How to Choose Golf Shoes


The right footwear is as important as the clubs you use for if you do not have a good grip on the ground, then neither the right playing equipment nor a good swing can help.

The weight distribution and thus the pressure points on feet and shoes vary from player to player, from professional to high handicapper, and from left hander to right hander. And, of course, they change throughout the different phases of the swing.

The weight should be rather evenly distributed between both feet at address, with just a little more weight on the heels. The right hander then shifts the weight to the inner side in front of the right foot during the backswing while some weight remains in front of the left foot. The weight settles on the outer side in the middle of the left foot at impact, and puts some pressure back at the front right foot during the follow-through. For the left hander, the opposite is true.

Golf Shoes

It is on these pressure points that you need the most support from your shoes. As the danger of slipping is greatest when the weight pressure is highest, this is also where the spikes or rubber tips should be located on the soles of your golf shoes.

Your golf shoes should be snug without being too tight, the type that gives you plenty of feel, so that you can feel how your weight is distributed when you take your stance. You certainly don’t want a shoe which is even a little bit too big, for while it may be comfortable your feet will move around inside the shoe and this affects your balance throughout your swing.

How do you go about selecting the type of shoe you want? The things you must consider are conditions in which you play golf, the look of the shoe, its life expectancy and your budget. While you may not wish to outlay a large sum, the idea is to get value for money.

There are hundreds of designs now available and generally the quality of golf shoes is very good. Wide research and development and the use of new, lightweight materials have revolutionized golf shoe design with the player reaping the benefits. I will outline the types of shoes available and the suitability of each.

All-Leather Classics

These are the most expensive shoes on the market but they come with the manufacturer’s guarantee of great comfort, durability and a better look. Most all-leather shoes are made with the upper stitched to the sole, which is still the most reliable way of making shoes. They are made from the best and softest leathers and have a soft calf-leather lining.

Almost all tournament professionals, and a fair portion of the golfing population, wear this type of shoe because they have the stylish appearance of a good street shoe and are available in a wide range of colours and styles.

The all-leather classic will last for years, if you look after them, and be comfortable throughout. While their price is high, these shoes do offer very good value for money. The all-leather classics may last two or three times as long as the cheaper lines.

- _DATA SUPPLIED_
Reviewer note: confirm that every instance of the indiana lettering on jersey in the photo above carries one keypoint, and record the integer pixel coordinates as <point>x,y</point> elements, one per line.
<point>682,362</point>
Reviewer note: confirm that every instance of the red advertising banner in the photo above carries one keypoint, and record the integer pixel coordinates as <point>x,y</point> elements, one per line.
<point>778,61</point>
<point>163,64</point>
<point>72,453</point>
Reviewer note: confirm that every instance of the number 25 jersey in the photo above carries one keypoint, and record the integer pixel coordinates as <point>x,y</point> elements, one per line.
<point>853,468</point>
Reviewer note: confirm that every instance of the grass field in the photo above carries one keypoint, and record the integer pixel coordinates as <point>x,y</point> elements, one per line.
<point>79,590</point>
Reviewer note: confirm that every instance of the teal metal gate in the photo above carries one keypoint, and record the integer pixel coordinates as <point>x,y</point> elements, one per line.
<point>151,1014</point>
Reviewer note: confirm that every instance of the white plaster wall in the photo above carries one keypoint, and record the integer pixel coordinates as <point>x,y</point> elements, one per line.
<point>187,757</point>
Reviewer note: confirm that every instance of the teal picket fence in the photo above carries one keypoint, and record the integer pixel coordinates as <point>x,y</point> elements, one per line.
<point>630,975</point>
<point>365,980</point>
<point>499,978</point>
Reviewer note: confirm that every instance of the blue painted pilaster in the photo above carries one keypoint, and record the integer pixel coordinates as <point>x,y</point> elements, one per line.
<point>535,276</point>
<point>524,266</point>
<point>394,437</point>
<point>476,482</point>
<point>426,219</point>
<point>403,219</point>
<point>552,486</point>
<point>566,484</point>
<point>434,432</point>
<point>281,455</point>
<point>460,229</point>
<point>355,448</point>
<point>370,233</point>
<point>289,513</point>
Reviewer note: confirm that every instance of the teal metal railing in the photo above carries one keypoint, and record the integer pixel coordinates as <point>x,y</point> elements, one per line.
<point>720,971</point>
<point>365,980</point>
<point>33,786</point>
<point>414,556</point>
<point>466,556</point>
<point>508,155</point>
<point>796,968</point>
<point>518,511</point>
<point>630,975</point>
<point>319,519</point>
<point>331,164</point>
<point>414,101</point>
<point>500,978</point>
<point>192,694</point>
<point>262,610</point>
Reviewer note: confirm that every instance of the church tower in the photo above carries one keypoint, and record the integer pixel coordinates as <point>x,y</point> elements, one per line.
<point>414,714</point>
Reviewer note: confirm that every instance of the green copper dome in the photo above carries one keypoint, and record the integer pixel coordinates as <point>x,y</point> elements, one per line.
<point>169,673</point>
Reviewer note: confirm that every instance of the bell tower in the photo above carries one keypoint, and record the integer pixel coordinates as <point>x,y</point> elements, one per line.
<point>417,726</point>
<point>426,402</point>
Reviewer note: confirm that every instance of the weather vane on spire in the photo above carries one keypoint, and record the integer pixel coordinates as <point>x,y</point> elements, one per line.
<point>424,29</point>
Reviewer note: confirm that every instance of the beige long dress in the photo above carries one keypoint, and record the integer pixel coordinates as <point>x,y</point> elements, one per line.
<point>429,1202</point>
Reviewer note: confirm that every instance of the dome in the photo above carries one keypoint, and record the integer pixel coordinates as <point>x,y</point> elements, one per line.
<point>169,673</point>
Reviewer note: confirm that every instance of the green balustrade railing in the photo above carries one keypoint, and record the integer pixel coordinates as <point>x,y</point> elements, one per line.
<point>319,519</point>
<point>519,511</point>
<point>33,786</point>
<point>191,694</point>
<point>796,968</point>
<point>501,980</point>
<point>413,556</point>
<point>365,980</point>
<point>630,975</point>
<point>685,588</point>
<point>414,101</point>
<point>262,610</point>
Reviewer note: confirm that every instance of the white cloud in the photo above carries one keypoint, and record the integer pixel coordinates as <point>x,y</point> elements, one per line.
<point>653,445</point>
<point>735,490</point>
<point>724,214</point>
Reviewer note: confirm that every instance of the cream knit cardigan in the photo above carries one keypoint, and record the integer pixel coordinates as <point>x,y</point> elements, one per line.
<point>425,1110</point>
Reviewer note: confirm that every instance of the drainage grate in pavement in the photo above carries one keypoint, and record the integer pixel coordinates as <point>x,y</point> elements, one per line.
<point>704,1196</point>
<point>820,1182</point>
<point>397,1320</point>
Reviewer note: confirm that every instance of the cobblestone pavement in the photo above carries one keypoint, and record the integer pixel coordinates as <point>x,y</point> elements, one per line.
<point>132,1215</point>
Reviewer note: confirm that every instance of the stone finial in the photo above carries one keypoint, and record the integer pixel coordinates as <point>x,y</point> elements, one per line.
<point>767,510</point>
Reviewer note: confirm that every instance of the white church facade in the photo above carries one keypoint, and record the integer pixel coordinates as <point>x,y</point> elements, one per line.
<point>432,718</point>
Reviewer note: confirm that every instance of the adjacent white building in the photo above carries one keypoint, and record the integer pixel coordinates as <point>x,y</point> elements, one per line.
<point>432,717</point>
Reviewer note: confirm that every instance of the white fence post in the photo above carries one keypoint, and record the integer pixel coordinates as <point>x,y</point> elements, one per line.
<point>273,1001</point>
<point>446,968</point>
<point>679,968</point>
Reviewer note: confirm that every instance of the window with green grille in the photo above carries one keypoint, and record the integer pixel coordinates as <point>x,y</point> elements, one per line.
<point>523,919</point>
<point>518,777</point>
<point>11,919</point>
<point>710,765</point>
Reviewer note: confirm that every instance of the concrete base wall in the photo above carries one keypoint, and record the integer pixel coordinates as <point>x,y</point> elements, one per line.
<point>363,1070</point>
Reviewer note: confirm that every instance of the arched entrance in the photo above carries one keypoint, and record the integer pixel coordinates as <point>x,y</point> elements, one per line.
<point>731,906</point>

- _STATED GOAL A_
According to the golf shoe guide, what must you consider when choosing a type of golf shoe? List each one.
- _STATED GOAL B_
In the golf shoe guide, how long may all-leather classics last compared with the cheaper lines?
The records can be set aside; nothing here depends on them.

- _OUTPUT A_
- The conditions in which you play golf
- The look of the shoe
- Its life expectancy
- Your budget

- _OUTPUT B_
Two or three times as long.